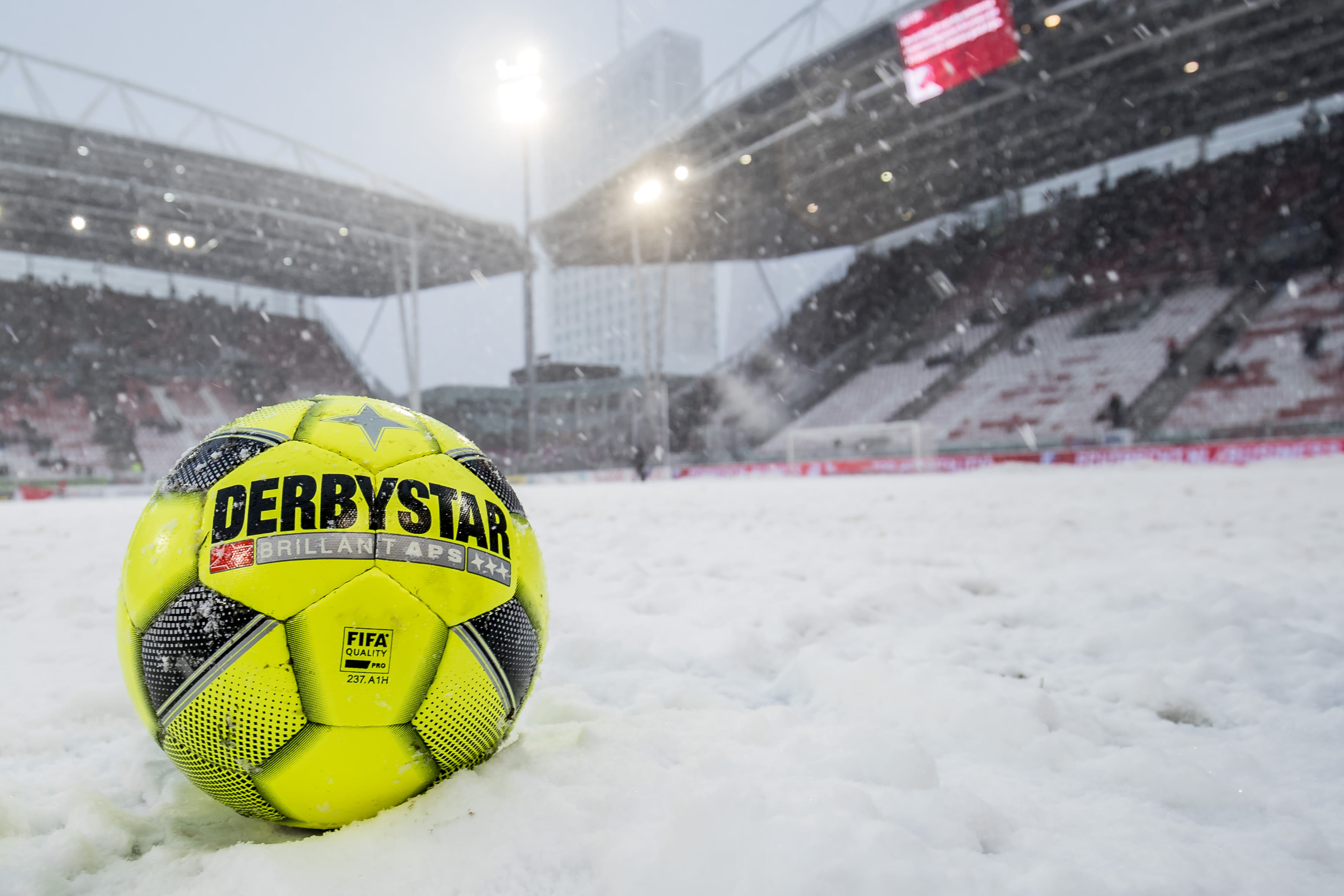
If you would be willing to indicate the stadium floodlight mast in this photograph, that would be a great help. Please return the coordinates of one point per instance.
...
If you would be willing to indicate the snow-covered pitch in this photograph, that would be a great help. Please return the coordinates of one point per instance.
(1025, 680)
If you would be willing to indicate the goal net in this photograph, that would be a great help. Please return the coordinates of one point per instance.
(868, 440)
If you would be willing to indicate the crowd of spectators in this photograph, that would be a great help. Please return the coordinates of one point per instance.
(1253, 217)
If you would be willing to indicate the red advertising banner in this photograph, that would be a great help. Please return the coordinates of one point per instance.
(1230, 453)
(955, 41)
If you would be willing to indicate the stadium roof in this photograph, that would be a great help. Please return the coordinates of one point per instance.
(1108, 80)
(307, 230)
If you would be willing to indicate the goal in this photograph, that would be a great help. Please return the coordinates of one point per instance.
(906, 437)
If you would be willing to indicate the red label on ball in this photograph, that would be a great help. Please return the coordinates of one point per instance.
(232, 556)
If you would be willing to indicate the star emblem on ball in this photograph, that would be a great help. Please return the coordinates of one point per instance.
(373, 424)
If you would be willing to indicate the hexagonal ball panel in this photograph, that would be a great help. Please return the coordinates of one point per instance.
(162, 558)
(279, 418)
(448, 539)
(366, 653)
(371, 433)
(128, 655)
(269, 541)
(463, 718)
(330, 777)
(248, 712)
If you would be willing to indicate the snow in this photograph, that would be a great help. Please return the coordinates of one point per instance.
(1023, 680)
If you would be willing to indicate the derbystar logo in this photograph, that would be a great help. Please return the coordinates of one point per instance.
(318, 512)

Goal of the exercise –
Copy out in full every line above that contains the word "stadium".

Solution for this problem –
If you would be willing to indicate the stadium floodlight mast in this photograph, that would be a great help. Please return the coordinates of one point per instance.
If you would be willing to indicate the stadium roof in this photograph, that would be a great help. Please return the coordinates of one point per instance.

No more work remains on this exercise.